[Coordinate annotation items]
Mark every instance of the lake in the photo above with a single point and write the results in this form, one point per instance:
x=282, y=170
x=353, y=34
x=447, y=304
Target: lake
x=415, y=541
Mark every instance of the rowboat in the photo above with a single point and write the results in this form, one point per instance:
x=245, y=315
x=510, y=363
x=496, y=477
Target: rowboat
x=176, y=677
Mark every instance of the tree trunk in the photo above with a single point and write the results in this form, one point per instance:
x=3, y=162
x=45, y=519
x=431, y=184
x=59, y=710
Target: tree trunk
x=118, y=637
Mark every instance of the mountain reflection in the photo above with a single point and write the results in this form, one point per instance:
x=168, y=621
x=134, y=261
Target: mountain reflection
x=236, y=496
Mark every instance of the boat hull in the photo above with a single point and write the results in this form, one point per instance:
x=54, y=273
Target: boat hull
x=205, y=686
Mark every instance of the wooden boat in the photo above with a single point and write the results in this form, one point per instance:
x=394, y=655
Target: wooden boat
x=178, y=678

Exercise prompt: Copy the lines starting at the one that contains "Mark every instance of the boat" and ending at the last line of the items.

Solution for this exercise:
Mark every instance of the boat hull in the photo above with a single point and write the results in this form, one point per instance:
x=54, y=273
Target: boat hull
x=205, y=686
Mark every instance of the wooden boat in the photo above with a single point and write the results in this form, one point per instance:
x=394, y=655
Target: wooden boat
x=178, y=678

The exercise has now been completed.